**Task to complete**. Drop the pictures, then extract the listing word for word.

**Data provided**.
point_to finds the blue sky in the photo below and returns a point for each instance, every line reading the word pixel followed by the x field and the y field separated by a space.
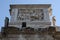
pixel 4 8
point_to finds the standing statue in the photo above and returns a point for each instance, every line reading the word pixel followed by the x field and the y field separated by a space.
pixel 53 20
pixel 6 21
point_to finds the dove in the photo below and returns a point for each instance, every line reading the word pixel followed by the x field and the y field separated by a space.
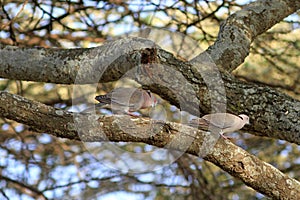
pixel 226 122
pixel 127 100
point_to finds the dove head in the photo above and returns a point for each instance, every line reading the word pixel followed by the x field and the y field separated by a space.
pixel 150 99
pixel 245 118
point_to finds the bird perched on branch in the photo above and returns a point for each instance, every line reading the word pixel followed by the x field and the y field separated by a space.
pixel 224 122
pixel 127 100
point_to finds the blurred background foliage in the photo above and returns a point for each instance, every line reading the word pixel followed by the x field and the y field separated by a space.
pixel 39 166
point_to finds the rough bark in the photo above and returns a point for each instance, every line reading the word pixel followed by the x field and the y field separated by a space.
pixel 272 113
pixel 255 173
pixel 242 27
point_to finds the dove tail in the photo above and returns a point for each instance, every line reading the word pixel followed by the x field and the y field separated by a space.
pixel 103 99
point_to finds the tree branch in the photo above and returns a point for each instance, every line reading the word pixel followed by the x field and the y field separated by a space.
pixel 87 127
pixel 193 87
pixel 242 27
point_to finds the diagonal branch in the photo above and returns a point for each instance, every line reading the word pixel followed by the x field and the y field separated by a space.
pixel 272 113
pixel 234 160
pixel 242 27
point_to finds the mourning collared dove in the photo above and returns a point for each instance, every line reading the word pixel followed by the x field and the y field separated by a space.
pixel 226 122
pixel 127 100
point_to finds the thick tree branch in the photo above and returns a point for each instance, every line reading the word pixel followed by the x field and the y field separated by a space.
pixel 242 27
pixel 254 172
pixel 189 86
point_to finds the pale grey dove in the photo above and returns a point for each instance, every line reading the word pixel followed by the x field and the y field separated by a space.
pixel 225 122
pixel 127 100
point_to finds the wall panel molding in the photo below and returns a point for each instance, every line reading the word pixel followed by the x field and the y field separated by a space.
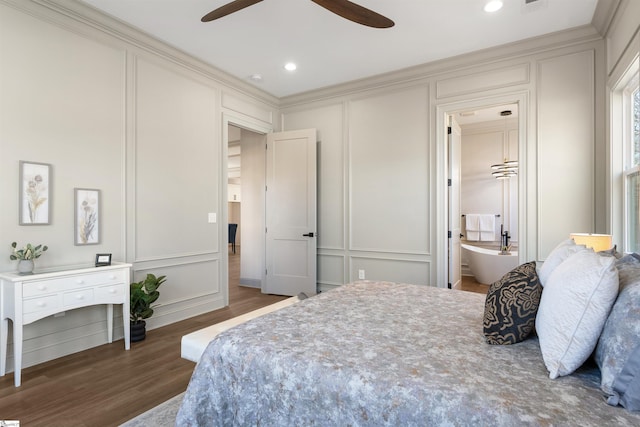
pixel 495 78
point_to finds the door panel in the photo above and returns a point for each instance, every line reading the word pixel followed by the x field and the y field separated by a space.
pixel 291 213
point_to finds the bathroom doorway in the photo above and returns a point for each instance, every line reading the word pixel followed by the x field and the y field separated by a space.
pixel 513 141
pixel 489 172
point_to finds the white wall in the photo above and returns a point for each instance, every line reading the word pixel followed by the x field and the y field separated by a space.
pixel 388 194
pixel 96 102
pixel 117 111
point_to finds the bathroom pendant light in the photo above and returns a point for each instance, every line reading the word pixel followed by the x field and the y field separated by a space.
pixel 508 168
pixel 505 170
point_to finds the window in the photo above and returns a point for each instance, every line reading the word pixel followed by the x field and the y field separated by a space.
pixel 631 140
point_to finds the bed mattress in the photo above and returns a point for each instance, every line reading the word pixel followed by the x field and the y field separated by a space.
pixel 378 353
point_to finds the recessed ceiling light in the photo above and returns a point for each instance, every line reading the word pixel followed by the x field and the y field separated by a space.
pixel 493 6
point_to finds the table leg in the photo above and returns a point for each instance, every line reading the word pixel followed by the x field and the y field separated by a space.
pixel 4 329
pixel 110 323
pixel 17 353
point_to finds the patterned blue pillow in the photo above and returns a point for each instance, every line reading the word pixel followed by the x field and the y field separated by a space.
pixel 511 306
pixel 618 350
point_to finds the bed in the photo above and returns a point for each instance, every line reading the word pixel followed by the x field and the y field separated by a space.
pixel 380 353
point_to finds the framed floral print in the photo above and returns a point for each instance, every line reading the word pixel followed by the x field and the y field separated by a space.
pixel 87 216
pixel 35 193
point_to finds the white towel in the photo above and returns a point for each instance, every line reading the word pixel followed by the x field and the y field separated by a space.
pixel 487 227
pixel 472 222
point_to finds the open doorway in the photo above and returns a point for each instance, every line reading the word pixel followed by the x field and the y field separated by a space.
pixel 245 208
pixel 489 175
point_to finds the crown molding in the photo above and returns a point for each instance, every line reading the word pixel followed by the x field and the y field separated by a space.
pixel 510 51
pixel 59 12
pixel 604 14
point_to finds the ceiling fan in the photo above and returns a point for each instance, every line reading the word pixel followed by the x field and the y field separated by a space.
pixel 344 8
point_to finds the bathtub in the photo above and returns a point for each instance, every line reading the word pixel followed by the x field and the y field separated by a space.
pixel 487 265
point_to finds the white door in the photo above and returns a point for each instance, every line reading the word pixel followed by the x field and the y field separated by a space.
pixel 291 234
pixel 454 142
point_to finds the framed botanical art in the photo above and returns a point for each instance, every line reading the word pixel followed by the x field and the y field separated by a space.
pixel 103 259
pixel 87 216
pixel 35 193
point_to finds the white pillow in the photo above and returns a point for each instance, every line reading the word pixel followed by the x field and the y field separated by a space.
pixel 564 250
pixel 573 308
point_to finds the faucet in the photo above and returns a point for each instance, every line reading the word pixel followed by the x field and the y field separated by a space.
pixel 504 245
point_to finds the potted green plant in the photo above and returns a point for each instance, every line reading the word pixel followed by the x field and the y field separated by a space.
pixel 142 295
pixel 26 256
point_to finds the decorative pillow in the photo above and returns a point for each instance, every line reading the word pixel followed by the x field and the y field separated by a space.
pixel 612 252
pixel 618 350
pixel 560 253
pixel 511 306
pixel 573 309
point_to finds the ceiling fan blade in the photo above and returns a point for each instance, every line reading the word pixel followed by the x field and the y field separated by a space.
pixel 356 13
pixel 228 8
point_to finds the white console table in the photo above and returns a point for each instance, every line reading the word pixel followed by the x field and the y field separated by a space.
pixel 27 298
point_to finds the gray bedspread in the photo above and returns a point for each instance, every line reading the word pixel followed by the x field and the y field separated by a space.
pixel 375 353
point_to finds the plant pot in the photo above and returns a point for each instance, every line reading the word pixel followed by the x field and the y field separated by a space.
pixel 25 266
pixel 138 331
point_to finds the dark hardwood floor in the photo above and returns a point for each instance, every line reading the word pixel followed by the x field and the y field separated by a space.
pixel 106 385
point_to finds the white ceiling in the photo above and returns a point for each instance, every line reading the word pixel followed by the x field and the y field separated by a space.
pixel 329 49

**Answer box**.
point_to finds the blue sky in the photo below and returns a point for each instance, every line reading the word pixel followed by the x field and the y field separated by a space.
pixel 4 8
point_to finds the standing statue in the photo above and returns a point for each instance, every line reading the word pixel followed by the x field and the y field separated by a space.
pixel 53 20
pixel 6 21
point_to finds the dove in the photo below and returns a point for each instance, every line reading the word pixel followed by the x field and the y field separated by a space.
pixel 226 122
pixel 127 100
point_to finds the dove head in the photo above and returns a point for each instance, every line reading the word pixel followed by the x field and the y field separated by a space.
pixel 150 99
pixel 245 118
point_to finds the bird perched on branch in the photo above and returns a point for each instance, every line reading the word pixel followed by the x field and the y field separated by a space.
pixel 224 122
pixel 127 100
point_to finds the blurred background foliage in the photo above and returns a point for each instance, every line reading the word pixel followed by the x field and the y field separated by a space.
pixel 39 166
point_to finds the rough bark in the photo above and returns a point for each instance, every line reading the word pixel followed by the x field and the y field separated by a space.
pixel 272 113
pixel 255 173
pixel 242 27
point_to finds the dove tail in the photo above and returns a point for each instance, every line reading the word pixel followed by the x field and the y field separated by a space.
pixel 103 99
point_to finds the tree branch in the photo above and returns a point for each instance, every line reading the word pixel followed by the x field and the y field separated by a space.
pixel 87 127
pixel 193 87
pixel 242 27
point_to finds the diagonal branch in the photo above and returns a point for each instance, every line reading the word pixel followed by the x field and the y field separated by a space.
pixel 272 113
pixel 234 160
pixel 242 27
point_to finds the mourning collared dove in the photo above and returns a point for each instance, every line reading the word pixel followed by the x field and the y field separated by a space.
pixel 226 122
pixel 127 100
point_to finds the thick tree branch in the photo above and returns a point for each instance, every line reading the word pixel followed by the x field and the y field separated by a space.
pixel 242 27
pixel 254 172
pixel 189 86
point_to finds the pale grey dove in the photo above and returns a point for each instance, every line reading the word pixel followed by the x field and the y field separated by a space.
pixel 225 122
pixel 127 100
point_to finds the wall panel molding in the photo below and returns a point for each instance, every line reading the word pixel followed by the x field and the y field separated by a space.
pixel 495 78
point_to finds the door panel in the photo above and returns a point for each instance, every line reading the word pixel followed by the x field and the y field separated by a space.
pixel 291 213
point_to finds the bathroom doorway in the photo above and returns a point for each instance, every line reading the word pixel followed by the x field and the y field separated by a space.
pixel 513 141
pixel 489 172
point_to finds the white wall in the photo above and returns a point for each instance, every line reading the word pixel followed by the x field and the y field separated by a space.
pixel 388 194
pixel 96 102
pixel 117 111
point_to finds the bathroom pendant light in the photo above and returns a point for each instance, every line reading the word pixel followed by the x field and the y field separated by a space.
pixel 508 168
pixel 505 170
point_to finds the window in the photo above and returns a point for each instance, every line reading the word pixel followed by the x field and the y field separated by a space.
pixel 631 140
point_to finds the bed mattress in the photo above and returns a point for each instance, every line reading the word pixel followed by the x field and the y field separated by a space.
pixel 378 353
point_to finds the recessed ceiling light in the photo above and returns a point for each instance, every line reading the word pixel followed by the x field and the y field separated by a space.
pixel 493 6
point_to finds the table leg in the photo above and returns a point for each instance, every line reading the word pixel followed by the x field and the y field separated by a space.
pixel 4 329
pixel 110 323
pixel 17 353
point_to finds the patterned blue pillow in the photo above and returns a point for each instance, every line reading the word pixel followed by the x field and the y field separated by a space.
pixel 511 306
pixel 618 350
point_to finds the bed in the photo above and returns a point for each instance, every line reading the word pixel followed by the x field and the y field separated by a space.
pixel 380 353
point_to finds the framed floral print in the photo above and returns a point for each instance, every line reading the word pixel followed by the x field and the y field separated by a space.
pixel 87 216
pixel 35 193
point_to finds the white towel in the photo above and returns a point for each instance, every line reading the word pixel followed by the x field and the y field separated by a space.
pixel 487 227
pixel 472 222
point_to finds the open doorway in the photo above and returns a point for each instance, every line reading the word pixel followed by the x field and the y field separated by a space.
pixel 245 208
pixel 489 175
point_to finds the crown molding in the photo above and returns a point for each instance, every line reading the word pixel followed by the x field and the y field separated by a space.
pixel 510 51
pixel 59 12
pixel 604 14
point_to finds the ceiling fan in the photo above and returns a point for each instance, every line reading the word pixel followed by the x field and the y field separated by a space.
pixel 344 8
point_to finds the bathtub in the photo above and returns a point for each instance, every line reading the word pixel followed by the x field and the y field separated by a space.
pixel 487 265
point_to finds the white door in the photo above and returns a point for each instance, every line reading the word pixel followed by the x field and the y field separated by a space.
pixel 291 234
pixel 454 142
point_to finds the framed botanical art in the photo above and returns a point for each instance, every line reading the word pixel followed by the x field and the y field separated by a space.
pixel 103 259
pixel 87 216
pixel 35 193
point_to finds the white pillow in the photo above and returns a point for each instance, every line reading the word pixel followed by the x field and the y field separated by a space.
pixel 564 250
pixel 573 308
point_to finds the faucet in the photo above and returns a point for each instance, every line reading the word pixel followed by the x field and the y field separated by a space.
pixel 504 245
point_to finds the potted green plant in the photo above and returns a point for each instance, every line reading the word pixel followed by the x field and the y field separated by a space.
pixel 142 295
pixel 26 256
point_to finds the decorative pillow in the photo above and returns a point for each instance, every line reading the word pixel followed by the x field and the y field separated by a space.
pixel 612 252
pixel 618 350
pixel 560 253
pixel 511 306
pixel 573 309
point_to finds the ceiling fan blade in the photo above and returns a point for each instance, every line reading the word pixel followed by the x field and the y field separated by a space.
pixel 356 13
pixel 228 8
point_to finds the white console table in the photo above and returns a point for each instance, every line reading the word pixel followed by the x field and the y field separated by a space.
pixel 27 298
point_to finds the gray bedspread in the photo above and returns a point for each instance, every line reading the word pixel followed by the x field and the y field separated by a space.
pixel 375 353
point_to finds the plant pot in the photo above and returns a point for each instance, every line reading the word pixel followed by the x field and the y field separated by a space.
pixel 25 266
pixel 138 331
point_to finds the dark hardwood floor in the photo above and returns a point for each instance, every line reading the word pixel followed by the x field and the y field separated by a space.
pixel 106 385
point_to finds the white ceiling in the photo above and returns a point for each instance, every line reading the word pixel followed by the x field and the y field separated by a space.
pixel 329 49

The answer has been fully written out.